** Your instructions **
Copy the material below word for word, leaving out the pictures.

[Pointing data excerpts]
═══
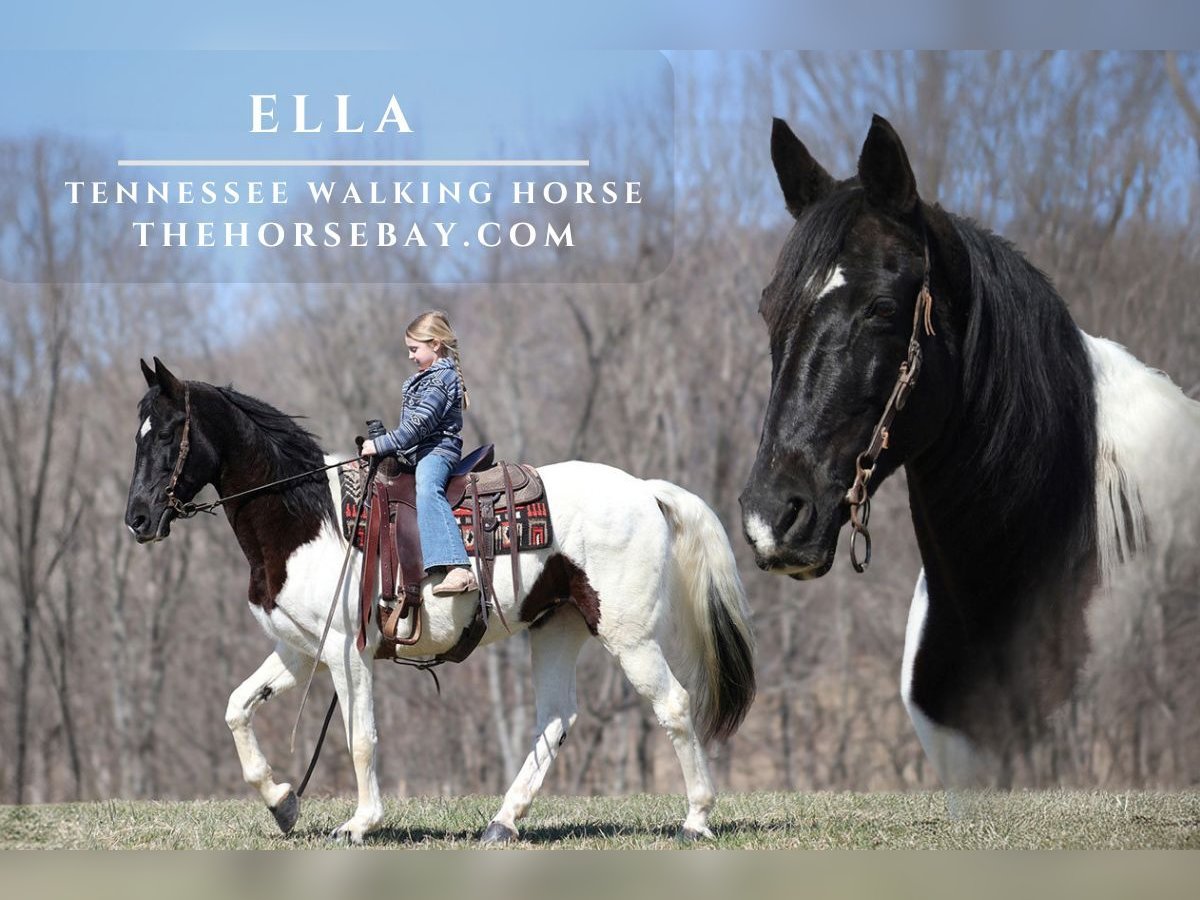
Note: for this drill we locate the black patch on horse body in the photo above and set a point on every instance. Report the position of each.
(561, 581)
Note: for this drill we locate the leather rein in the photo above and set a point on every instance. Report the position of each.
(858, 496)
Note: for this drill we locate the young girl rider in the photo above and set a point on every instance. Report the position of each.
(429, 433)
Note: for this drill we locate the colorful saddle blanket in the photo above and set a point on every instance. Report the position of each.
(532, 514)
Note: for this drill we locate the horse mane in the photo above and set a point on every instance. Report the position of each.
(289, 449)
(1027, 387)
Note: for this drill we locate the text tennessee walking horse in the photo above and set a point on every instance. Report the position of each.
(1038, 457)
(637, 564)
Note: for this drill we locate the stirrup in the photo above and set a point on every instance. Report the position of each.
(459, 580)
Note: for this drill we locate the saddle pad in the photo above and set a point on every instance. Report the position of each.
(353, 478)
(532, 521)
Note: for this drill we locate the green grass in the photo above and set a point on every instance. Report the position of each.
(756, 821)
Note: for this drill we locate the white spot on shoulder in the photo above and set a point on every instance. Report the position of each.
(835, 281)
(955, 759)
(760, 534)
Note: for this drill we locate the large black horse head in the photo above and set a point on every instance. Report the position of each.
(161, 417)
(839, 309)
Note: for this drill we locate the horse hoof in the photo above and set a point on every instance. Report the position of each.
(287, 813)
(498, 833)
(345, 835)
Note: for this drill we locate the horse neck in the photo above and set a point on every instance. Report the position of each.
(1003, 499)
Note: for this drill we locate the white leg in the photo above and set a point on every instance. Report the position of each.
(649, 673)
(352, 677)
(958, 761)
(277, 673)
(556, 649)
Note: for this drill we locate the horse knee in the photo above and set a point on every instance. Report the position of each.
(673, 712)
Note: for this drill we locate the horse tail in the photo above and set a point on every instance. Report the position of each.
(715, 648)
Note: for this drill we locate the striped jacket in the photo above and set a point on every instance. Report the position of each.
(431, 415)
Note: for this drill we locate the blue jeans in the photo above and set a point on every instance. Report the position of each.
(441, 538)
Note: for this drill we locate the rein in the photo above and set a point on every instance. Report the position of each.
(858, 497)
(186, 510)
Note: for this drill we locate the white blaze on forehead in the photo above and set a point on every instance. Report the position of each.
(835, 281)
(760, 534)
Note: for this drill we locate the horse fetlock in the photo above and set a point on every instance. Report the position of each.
═══
** Written answer **
Note: for this drill we locate the black patch on horse body in the photo above and set a point on every instance. Report the position of each.
(561, 581)
Note: for this drill we locate the leather rein in the photo above and set a point on every instance. Report the position of each.
(858, 496)
Note: for this drill we locate the young girl rider in the photo above and set a point on every instance. Report the position of each.
(429, 433)
Note: for this drill we locate the colorful saddle blanket in the photo above and set a point on every instance. Report the position of each.
(532, 514)
Note: for this drill we locate the horse mane in the photo above and set a point on every instance. Report the position of each.
(289, 449)
(1027, 387)
Note: for this drill we locate the text tennessee walking horse in the photo above and set a point on every instance. Report the position of each.
(1038, 457)
(637, 564)
Note: for this drill we locate the stirrup in the photo above and set a point on every instance. Report the position of each.
(459, 580)
Note: for this drill we locate the saddle pad in the photo above and set a point on every instance. Report the position of each.
(353, 478)
(532, 521)
Note: for this drill we locate the green grass in the photo above and set a point on every instance. Report the position of each.
(756, 821)
Note: for this drill we locate the white spot on shoulder in the photo above and set a point on every instance. Report the position of each.
(835, 281)
(955, 759)
(760, 534)
Note: for this drill we locate the large black horse head in the photo above and set a point on every instance. Report the position of each.
(161, 417)
(839, 309)
Note: for this drill we locate the horse hoof in the photo above and set a point on every instance. Report the position of each.
(287, 813)
(498, 833)
(345, 835)
Note: for this drill we locate the horse neck in the photo above and set a point on every instance. Report the position of each.
(1003, 499)
Note: for this drill we locate the white leg in the photo above and set a point on every instance. Report the position of each.
(649, 673)
(352, 677)
(958, 761)
(277, 673)
(556, 649)
Note: for this drill we locate the horse knee in the photo above and set a point on every instance. Report the position of each.
(673, 712)
Note: for this drill we locate the horse tail in the photo above and set a point on every instance. Report the position of each.
(715, 648)
Note: for this drill we locate the striped jacket in the photo above and set a point on every instance. Report the position of each.
(431, 415)
Note: for this drill we locate the blue jeans in the photo above and set a point on every instance. Report the position of each.
(441, 538)
Note: for this drill we locate the rein in the photo above and set a point on every instance. Report the position of each.
(858, 497)
(186, 510)
Note: for this drill we locate the white blaze on forehead in the photo above and set a point on every instance. Report the position of each.
(835, 281)
(760, 534)
Note: for this drill we locate the horse fetlock in the photo above and set a point on every instance. Report the position of each.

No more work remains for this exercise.